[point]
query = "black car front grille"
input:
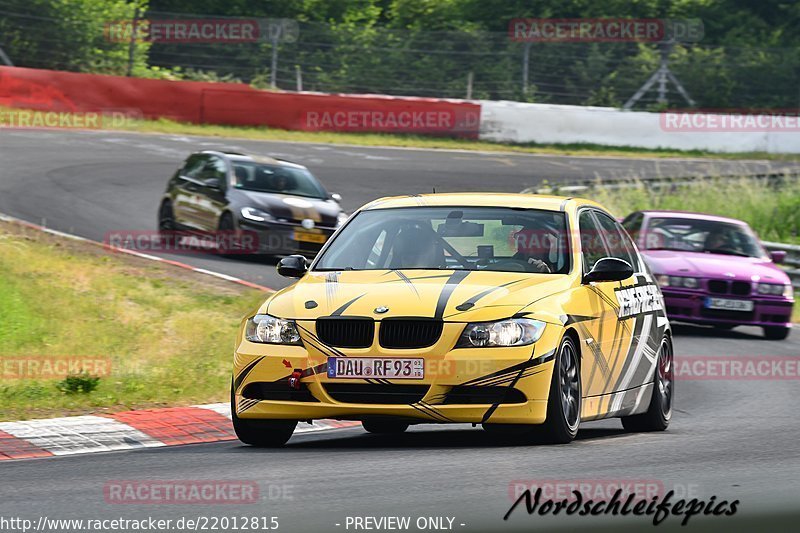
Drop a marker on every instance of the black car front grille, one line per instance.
(367, 393)
(410, 333)
(741, 288)
(717, 286)
(345, 332)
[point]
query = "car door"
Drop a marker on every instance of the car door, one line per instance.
(211, 200)
(638, 305)
(185, 202)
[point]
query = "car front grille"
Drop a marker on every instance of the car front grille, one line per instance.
(368, 393)
(402, 333)
(344, 332)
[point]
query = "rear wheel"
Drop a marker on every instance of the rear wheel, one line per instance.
(384, 426)
(659, 412)
(776, 333)
(261, 433)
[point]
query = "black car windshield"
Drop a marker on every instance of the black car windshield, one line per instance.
(261, 177)
(702, 236)
(467, 238)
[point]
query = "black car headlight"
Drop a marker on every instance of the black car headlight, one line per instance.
(268, 329)
(511, 332)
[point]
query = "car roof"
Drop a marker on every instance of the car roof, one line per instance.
(266, 160)
(650, 213)
(479, 199)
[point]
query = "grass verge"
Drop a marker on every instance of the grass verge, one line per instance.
(410, 141)
(165, 334)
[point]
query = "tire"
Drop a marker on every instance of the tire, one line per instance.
(659, 412)
(564, 401)
(776, 333)
(261, 433)
(384, 427)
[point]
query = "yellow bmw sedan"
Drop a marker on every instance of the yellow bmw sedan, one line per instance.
(522, 313)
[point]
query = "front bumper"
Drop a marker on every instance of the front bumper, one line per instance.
(456, 388)
(285, 238)
(688, 306)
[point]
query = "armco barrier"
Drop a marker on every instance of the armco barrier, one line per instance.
(235, 104)
(562, 124)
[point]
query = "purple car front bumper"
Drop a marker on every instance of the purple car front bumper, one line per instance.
(689, 306)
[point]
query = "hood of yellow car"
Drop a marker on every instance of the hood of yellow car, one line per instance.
(451, 295)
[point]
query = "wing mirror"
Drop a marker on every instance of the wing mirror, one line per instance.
(778, 256)
(293, 266)
(212, 183)
(609, 269)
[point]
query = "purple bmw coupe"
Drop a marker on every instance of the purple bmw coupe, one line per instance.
(713, 270)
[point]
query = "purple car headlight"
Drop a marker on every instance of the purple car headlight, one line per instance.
(773, 289)
(677, 281)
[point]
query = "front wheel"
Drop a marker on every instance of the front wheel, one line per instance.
(564, 401)
(261, 433)
(776, 333)
(659, 412)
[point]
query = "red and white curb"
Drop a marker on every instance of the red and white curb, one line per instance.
(14, 220)
(128, 430)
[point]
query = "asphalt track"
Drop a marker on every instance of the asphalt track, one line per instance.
(733, 439)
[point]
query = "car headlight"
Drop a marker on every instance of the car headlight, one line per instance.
(271, 330)
(677, 281)
(257, 215)
(773, 289)
(512, 332)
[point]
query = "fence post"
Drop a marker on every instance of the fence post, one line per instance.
(4, 58)
(132, 43)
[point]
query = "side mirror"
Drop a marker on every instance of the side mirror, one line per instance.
(212, 183)
(609, 269)
(293, 266)
(778, 256)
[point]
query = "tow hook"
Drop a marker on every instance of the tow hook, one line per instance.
(294, 379)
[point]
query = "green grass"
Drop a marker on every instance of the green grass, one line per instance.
(418, 141)
(772, 211)
(167, 333)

_WHAT IS REQUIRED_
Pick out each line in the material above that contains the word "hood". Case counts.

_WORKED ANSWER_
query = "hood of yellow car"
Drop a marker on every instance of the hood of yellow car, one line per instance.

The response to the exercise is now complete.